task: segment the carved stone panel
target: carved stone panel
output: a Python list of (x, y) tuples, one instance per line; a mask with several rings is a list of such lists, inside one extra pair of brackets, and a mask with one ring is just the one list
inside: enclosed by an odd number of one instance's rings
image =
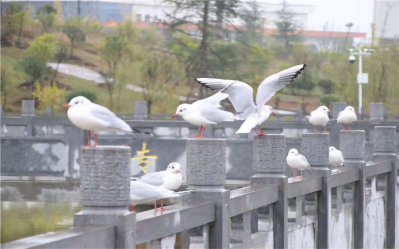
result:
[(396, 151), (396, 126), (374, 127), (375, 152), (395, 153)]
[(285, 135), (256, 136), (253, 139), (253, 168), (256, 173), (285, 172)]
[(130, 199), (130, 147), (80, 150), (80, 201), (84, 206), (121, 207)]
[(328, 167), (328, 133), (302, 134), (302, 154), (311, 166)]
[(345, 159), (364, 160), (366, 132), (364, 130), (341, 130), (340, 148)]
[(226, 182), (226, 140), (187, 139), (187, 183), (194, 185), (222, 185)]

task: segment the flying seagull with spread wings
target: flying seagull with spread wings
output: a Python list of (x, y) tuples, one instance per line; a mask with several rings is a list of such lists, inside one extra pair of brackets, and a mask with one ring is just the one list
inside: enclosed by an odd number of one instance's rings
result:
[[(196, 80), (202, 86), (215, 91), (224, 89), (223, 93), (228, 95), (228, 99), (239, 114), (237, 117), (246, 120), (236, 133), (248, 133), (254, 128), (260, 135), (263, 134), (260, 129), (260, 124), (267, 119), (270, 113), (274, 114), (271, 107), (265, 106), (265, 104), (271, 99), (276, 92), (298, 77), (306, 66), (306, 64), (298, 65), (265, 79), (258, 87), (256, 105), (253, 100), (253, 89), (245, 83), (208, 78), (199, 78)], [(231, 85), (233, 83), (234, 84)], [(226, 89), (229, 86), (230, 87)], [(256, 130), (256, 124), (258, 125), (260, 130), (259, 133)]]

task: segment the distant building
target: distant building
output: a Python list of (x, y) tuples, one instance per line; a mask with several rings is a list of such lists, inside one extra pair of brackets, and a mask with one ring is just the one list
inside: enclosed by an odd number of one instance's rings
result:
[(399, 0), (374, 0), (376, 37), (399, 42)]

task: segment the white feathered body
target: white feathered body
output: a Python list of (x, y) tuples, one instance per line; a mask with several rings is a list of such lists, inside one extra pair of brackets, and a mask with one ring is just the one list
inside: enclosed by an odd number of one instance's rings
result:
[(324, 126), (328, 123), (330, 118), (328, 115), (323, 112), (316, 110), (310, 113), (310, 118), (309, 119), (310, 122), (314, 125)]
[(94, 103), (71, 107), (67, 114), (71, 122), (82, 129), (96, 132), (105, 130), (133, 132), (128, 124), (111, 111)]
[(338, 115), (337, 123), (339, 124), (351, 124), (358, 119), (356, 114), (349, 110), (344, 110)]
[(311, 169), (308, 160), (302, 155), (294, 155), (289, 154), (287, 156), (287, 164), (295, 169)]
[(260, 115), (258, 112), (251, 112), (235, 133), (249, 133), (251, 130), (255, 127), (257, 124), (261, 124), (268, 119), (270, 116), (270, 112), (268, 111), (264, 107), (262, 108)]
[(329, 151), (329, 162), (334, 166), (342, 166), (344, 165), (344, 156), (341, 150), (336, 150)]
[(153, 186), (162, 187), (169, 190), (176, 190), (182, 185), (183, 179), (180, 173), (172, 173), (166, 170), (149, 173), (137, 179)]

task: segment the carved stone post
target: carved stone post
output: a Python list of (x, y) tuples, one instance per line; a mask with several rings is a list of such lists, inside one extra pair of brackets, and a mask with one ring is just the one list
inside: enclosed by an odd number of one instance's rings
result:
[(355, 167), (359, 169), (359, 180), (354, 183), (354, 189), (351, 185), (344, 191), (350, 198), (345, 198), (345, 202), (350, 202), (354, 199), (354, 248), (364, 248), (365, 244), (365, 207), (366, 205), (366, 132), (364, 130), (342, 130), (340, 137), (341, 150), (344, 155), (346, 167)]
[(80, 203), (74, 227), (115, 226), (116, 249), (135, 248), (136, 213), (130, 202), (130, 147), (80, 149)]
[(396, 206), (397, 177), (398, 170), (396, 162), (396, 130), (395, 126), (376, 126), (375, 128), (374, 160), (384, 159), (391, 160), (392, 169), (388, 173), (387, 179), (387, 219), (386, 244), (387, 248), (395, 248), (398, 227), (396, 223), (398, 214)]
[[(332, 105), (333, 119), (336, 120), (340, 112), (343, 111), (346, 107), (345, 102), (334, 102)], [(330, 140), (331, 146), (340, 149), (340, 131), (342, 129), (342, 125), (334, 122), (331, 125), (331, 131), (330, 134)]]
[(366, 156), (366, 132), (364, 130), (341, 130), (340, 144), (346, 167), (359, 168), (363, 166)]
[(135, 120), (146, 120), (147, 119), (147, 101), (134, 102), (134, 116)]
[(323, 177), (322, 190), (318, 192), (317, 248), (328, 249), (330, 246), (331, 218), (331, 171), (328, 167), (328, 134), (302, 134), (302, 154), (308, 159), (311, 167)]
[(22, 115), (23, 116), (34, 116), (34, 100), (22, 100)]
[[(216, 203), (216, 220), (209, 226), (210, 248), (229, 247), (230, 191), (226, 183), (226, 140), (217, 138), (187, 139), (186, 182), (189, 189), (197, 191), (183, 197), (184, 204), (197, 202)], [(185, 235), (187, 236), (187, 234)], [(183, 248), (187, 248), (187, 238)]]
[(369, 122), (371, 124), (381, 124), (384, 121), (384, 103), (370, 103), (370, 119)]
[[(279, 185), (278, 201), (273, 205), (273, 241), (274, 248), (288, 248), (288, 178), (285, 172), (285, 135), (280, 134), (257, 136), (253, 139), (253, 168), (251, 188), (257, 189), (270, 184)], [(259, 209), (261, 217), (262, 209)]]

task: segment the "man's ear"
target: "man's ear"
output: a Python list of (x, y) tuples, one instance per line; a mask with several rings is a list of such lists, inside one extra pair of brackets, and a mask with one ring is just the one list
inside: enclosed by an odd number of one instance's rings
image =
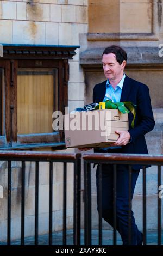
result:
[(126, 67), (126, 61), (123, 60), (123, 62), (122, 63), (122, 69), (124, 69), (124, 68)]

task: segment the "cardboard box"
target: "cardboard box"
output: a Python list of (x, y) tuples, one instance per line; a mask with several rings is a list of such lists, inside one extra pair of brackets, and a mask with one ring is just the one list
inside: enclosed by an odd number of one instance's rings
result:
[(64, 115), (66, 147), (105, 148), (115, 142), (115, 131), (128, 131), (128, 114), (118, 109), (100, 109)]

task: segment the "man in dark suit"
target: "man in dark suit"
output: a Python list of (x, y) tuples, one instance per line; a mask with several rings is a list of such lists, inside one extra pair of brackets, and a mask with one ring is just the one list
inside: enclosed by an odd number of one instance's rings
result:
[[(130, 78), (124, 74), (127, 59), (126, 52), (118, 46), (113, 45), (105, 49), (103, 53), (102, 64), (107, 80), (95, 86), (93, 101), (99, 103), (107, 99), (115, 102), (131, 101), (136, 105), (134, 128), (131, 127), (133, 116), (130, 113), (129, 130), (115, 131), (120, 135), (117, 142), (109, 145), (106, 149), (95, 149), (95, 152), (148, 154), (144, 135), (153, 130), (155, 125), (149, 89), (145, 84)], [(131, 198), (140, 169), (142, 168), (142, 166), (138, 164), (132, 166)], [(98, 166), (96, 171), (98, 202)], [(129, 244), (128, 174), (127, 165), (117, 166), (116, 228), (121, 236), (123, 245)], [(143, 235), (135, 224), (133, 211), (131, 216), (131, 244), (142, 245)], [(113, 166), (111, 164), (102, 165), (102, 217), (113, 226)]]

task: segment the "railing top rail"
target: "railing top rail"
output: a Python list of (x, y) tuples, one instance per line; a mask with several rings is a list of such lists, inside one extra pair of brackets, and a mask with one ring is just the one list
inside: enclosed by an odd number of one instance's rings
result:
[(51, 161), (55, 159), (66, 159), (74, 160), (81, 158), (80, 153), (70, 153), (66, 152), (38, 152), (30, 151), (1, 151), (0, 160), (4, 159), (15, 159), (16, 160), (33, 159)]
[(148, 155), (119, 153), (83, 153), (82, 157), (85, 160), (134, 161), (159, 162), (163, 164), (163, 155)]

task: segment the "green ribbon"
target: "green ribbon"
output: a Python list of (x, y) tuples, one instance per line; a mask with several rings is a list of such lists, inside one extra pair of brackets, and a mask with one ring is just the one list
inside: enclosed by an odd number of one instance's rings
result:
[[(106, 100), (105, 102), (105, 108), (109, 109), (117, 109), (122, 114), (128, 114), (130, 112), (133, 115), (133, 119), (131, 123), (131, 127), (134, 128), (134, 121), (136, 117), (136, 110), (134, 107), (136, 105), (133, 104), (131, 101), (124, 101), (123, 102), (112, 102), (111, 100)], [(95, 107), (95, 109), (99, 109), (99, 105)]]

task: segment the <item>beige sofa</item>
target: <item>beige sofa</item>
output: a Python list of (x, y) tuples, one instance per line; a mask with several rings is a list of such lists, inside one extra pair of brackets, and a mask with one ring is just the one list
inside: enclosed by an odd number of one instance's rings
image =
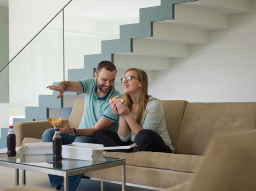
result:
[(255, 137), (254, 129), (213, 138), (191, 182), (164, 191), (256, 190)]
[[(256, 103), (161, 102), (176, 153), (107, 152), (107, 156), (126, 159), (128, 183), (165, 188), (189, 181), (195, 167), (203, 158), (204, 149), (213, 137), (256, 128)], [(83, 99), (76, 100), (68, 120), (71, 127), (78, 127), (83, 108)], [(49, 127), (47, 121), (17, 123), (17, 145), (41, 141), (42, 134)], [(121, 181), (121, 169), (113, 168), (111, 170), (103, 170), (84, 175)]]

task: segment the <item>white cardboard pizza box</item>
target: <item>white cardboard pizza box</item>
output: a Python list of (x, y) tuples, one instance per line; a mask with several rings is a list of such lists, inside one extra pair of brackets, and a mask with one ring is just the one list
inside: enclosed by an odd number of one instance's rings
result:
[[(94, 160), (103, 159), (104, 150), (113, 149), (129, 149), (135, 146), (119, 147), (104, 147), (103, 145), (73, 142), (62, 146), (62, 156), (64, 158), (79, 160)], [(49, 142), (27, 143), (24, 148), (20, 148), (18, 152), (21, 154), (52, 154), (53, 144)]]

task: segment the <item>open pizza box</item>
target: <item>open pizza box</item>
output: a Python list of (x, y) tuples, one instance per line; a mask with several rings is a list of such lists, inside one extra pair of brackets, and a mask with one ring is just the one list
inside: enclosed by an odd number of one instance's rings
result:
[[(129, 149), (135, 146), (135, 144), (132, 144), (123, 146), (104, 147), (100, 144), (73, 142), (70, 145), (62, 146), (62, 156), (63, 158), (79, 160), (102, 160), (105, 150)], [(21, 154), (53, 154), (53, 143), (27, 143), (18, 152)]]

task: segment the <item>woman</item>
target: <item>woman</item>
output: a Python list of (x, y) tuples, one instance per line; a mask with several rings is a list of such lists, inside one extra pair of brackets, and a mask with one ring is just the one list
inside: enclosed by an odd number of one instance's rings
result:
[(104, 146), (136, 146), (130, 150), (112, 151), (134, 152), (153, 151), (173, 153), (174, 149), (166, 129), (164, 114), (160, 102), (147, 95), (147, 76), (140, 69), (130, 68), (121, 79), (124, 103), (111, 101), (113, 113), (120, 116), (117, 133), (107, 129), (97, 130), (95, 142)]

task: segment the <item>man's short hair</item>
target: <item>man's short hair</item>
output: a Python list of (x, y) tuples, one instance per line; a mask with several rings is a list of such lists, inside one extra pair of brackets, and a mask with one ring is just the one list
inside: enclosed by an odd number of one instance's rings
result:
[(96, 68), (96, 73), (97, 74), (99, 75), (99, 73), (101, 70), (101, 69), (103, 68), (105, 68), (106, 70), (111, 71), (116, 71), (116, 74), (117, 73), (116, 66), (110, 61), (103, 61), (100, 62), (98, 64), (97, 68)]

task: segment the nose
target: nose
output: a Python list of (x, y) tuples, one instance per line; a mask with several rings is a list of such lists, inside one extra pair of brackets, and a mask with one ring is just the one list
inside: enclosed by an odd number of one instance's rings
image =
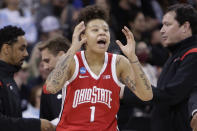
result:
[(105, 32), (104, 29), (100, 29), (100, 30), (99, 30), (99, 34), (100, 34), (100, 35), (106, 35), (106, 32)]
[(29, 53), (27, 52), (27, 50), (25, 50), (24, 57), (27, 57), (27, 56), (29, 56)]
[(43, 63), (43, 68), (44, 68), (44, 70), (48, 70), (48, 69), (49, 69), (49, 66), (48, 66), (48, 64), (46, 64), (46, 63)]

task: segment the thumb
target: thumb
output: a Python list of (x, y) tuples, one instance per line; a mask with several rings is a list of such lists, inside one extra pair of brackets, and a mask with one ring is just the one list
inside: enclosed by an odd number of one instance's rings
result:
[(87, 38), (82, 38), (81, 41), (80, 41), (80, 44), (83, 45), (83, 44), (85, 44), (86, 42), (87, 42)]
[(119, 41), (119, 40), (116, 40), (116, 43), (118, 44), (118, 46), (120, 47), (120, 49), (122, 50), (123, 48), (123, 44)]

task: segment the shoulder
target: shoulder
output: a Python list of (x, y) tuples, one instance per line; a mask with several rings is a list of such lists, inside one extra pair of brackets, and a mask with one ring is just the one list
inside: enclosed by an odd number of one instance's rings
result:
[(123, 55), (117, 55), (116, 57), (116, 69), (118, 72), (122, 72), (127, 69), (129, 66), (129, 60)]
[(117, 65), (129, 64), (129, 60), (123, 55), (117, 55), (117, 57), (116, 57), (116, 64)]

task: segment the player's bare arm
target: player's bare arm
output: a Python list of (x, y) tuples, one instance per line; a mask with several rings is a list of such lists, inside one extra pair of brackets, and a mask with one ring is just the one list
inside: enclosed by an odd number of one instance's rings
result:
[(84, 22), (78, 24), (73, 33), (72, 45), (66, 54), (58, 60), (55, 69), (49, 74), (46, 80), (46, 89), (48, 92), (55, 94), (61, 90), (67, 80), (69, 80), (74, 70), (74, 55), (85, 43), (86, 38), (79, 40), (80, 34), (85, 30)]
[(123, 56), (117, 57), (117, 68), (120, 70), (119, 79), (141, 100), (151, 100), (153, 97), (151, 84), (135, 55), (135, 40), (133, 34), (127, 27), (124, 27), (122, 32), (126, 36), (127, 44), (124, 46), (119, 40), (117, 40), (116, 43), (128, 59)]

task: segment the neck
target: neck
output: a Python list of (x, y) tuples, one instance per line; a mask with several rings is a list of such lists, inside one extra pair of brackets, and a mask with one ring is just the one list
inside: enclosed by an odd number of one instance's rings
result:
[(8, 57), (2, 56), (2, 55), (0, 55), (0, 60), (4, 61), (5, 63), (8, 63), (8, 64), (10, 63), (8, 60)]
[(85, 51), (85, 57), (88, 62), (88, 65), (103, 65), (105, 59), (105, 53), (97, 54)]

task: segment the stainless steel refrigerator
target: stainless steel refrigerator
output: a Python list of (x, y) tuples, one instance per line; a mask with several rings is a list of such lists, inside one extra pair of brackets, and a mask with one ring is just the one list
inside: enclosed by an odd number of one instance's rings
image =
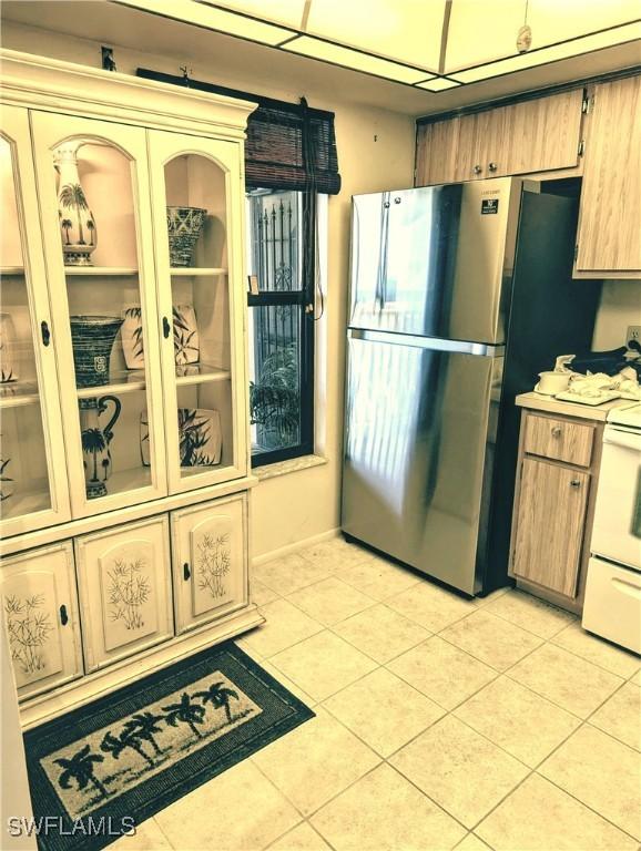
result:
[(506, 584), (515, 396), (590, 348), (577, 201), (518, 178), (353, 198), (342, 525), (474, 595)]

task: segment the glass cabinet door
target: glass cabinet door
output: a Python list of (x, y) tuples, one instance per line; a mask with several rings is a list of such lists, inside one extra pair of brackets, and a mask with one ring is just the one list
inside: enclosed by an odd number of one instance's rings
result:
[(0, 129), (0, 531), (70, 517), (55, 356), (27, 110)]
[(73, 516), (166, 494), (145, 131), (32, 113)]
[(149, 132), (170, 492), (247, 471), (241, 145)]

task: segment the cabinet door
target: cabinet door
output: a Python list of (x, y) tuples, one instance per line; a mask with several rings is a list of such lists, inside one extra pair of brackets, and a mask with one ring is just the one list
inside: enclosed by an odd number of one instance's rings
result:
[(460, 119), (420, 124), (416, 134), (416, 186), (456, 181)]
[(577, 594), (590, 475), (523, 459), (512, 572), (567, 597)]
[(572, 168), (579, 162), (583, 90), (506, 107), (508, 150), (503, 174)]
[(149, 132), (149, 150), (167, 474), (180, 493), (247, 471), (243, 153), (161, 131)]
[(166, 495), (145, 131), (32, 113), (73, 516)]
[(598, 85), (583, 164), (577, 271), (641, 274), (641, 76)]
[(2, 106), (0, 530), (71, 516), (55, 355), (27, 110)]
[(244, 494), (173, 512), (176, 633), (246, 605), (246, 514)]
[(0, 564), (4, 626), (20, 699), (82, 675), (71, 543)]
[(75, 561), (88, 671), (172, 637), (166, 514), (77, 539)]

● ● ● ●

[WHAT YOU ARE ASKED TO DO]:
Give the listing, from its start up to and including the line containing "[(399, 0), (374, 0), (376, 37), (399, 42)]", as a two-column CSV with the columns instruction and polygons: one row per task, holding its task text and its result, each in a single quoted field with line breaks turned into spaces. Leave out the pictures.

[EXERCISE RESPONSE]:
instruction,polygons
"task: segment the carved stone panel target: carved stone panel output: a Python list of (x, y) tuples, one instance per line; a mask with several rings is a list of such lists, inside one extra pair of brackets, and a mask with one ring is just the one list inside: enclosed by an odd number of one instance's rings image = result:","[(396, 151), (396, 126), (374, 127), (375, 152), (395, 153)] [(285, 135), (256, 136), (253, 139), (253, 168), (256, 173), (285, 172)] [(130, 199), (130, 147), (80, 150), (80, 201), (84, 206), (121, 207)] [(328, 167), (328, 133), (302, 134), (302, 154), (311, 166)] [(345, 159), (364, 160), (366, 132), (364, 130), (341, 130), (340, 148)] [(226, 182), (226, 140), (187, 139), (187, 183), (194, 185), (222, 185)]"
"task: segment the flying seagull with spread wings target: flying seagull with spread wings output: a Python list of (x, y) tuples, one instance per line; a mask with several rings is a list of such lists, inside one extra pair of brackets, and a mask with one ring is just the one list inside: enclosed by an odd number of one instance's rings result:","[[(196, 80), (202, 86), (215, 91), (224, 89), (223, 93), (228, 95), (228, 99), (239, 114), (237, 117), (246, 120), (236, 133), (248, 133), (254, 128), (260, 135), (263, 134), (260, 129), (260, 124), (267, 119), (270, 113), (274, 114), (271, 107), (265, 106), (265, 104), (271, 99), (276, 92), (298, 77), (306, 66), (306, 64), (298, 65), (265, 79), (258, 87), (256, 105), (253, 100), (253, 89), (245, 83), (208, 78), (199, 78)], [(231, 85), (233, 83), (234, 84)], [(226, 89), (229, 86), (230, 87)], [(256, 130), (256, 124), (258, 125), (260, 130), (259, 133)]]"
"task: segment the distant building target: distant building output: a Python list of (x, y) tuples, one instance per line; a mask with several rings is a list of such lists, inside one extra pair of brackets, and a mask with one ring is just the one list inside: enclosed by an odd number of one instance's rings result:","[(399, 0), (374, 0), (376, 37), (399, 42)]"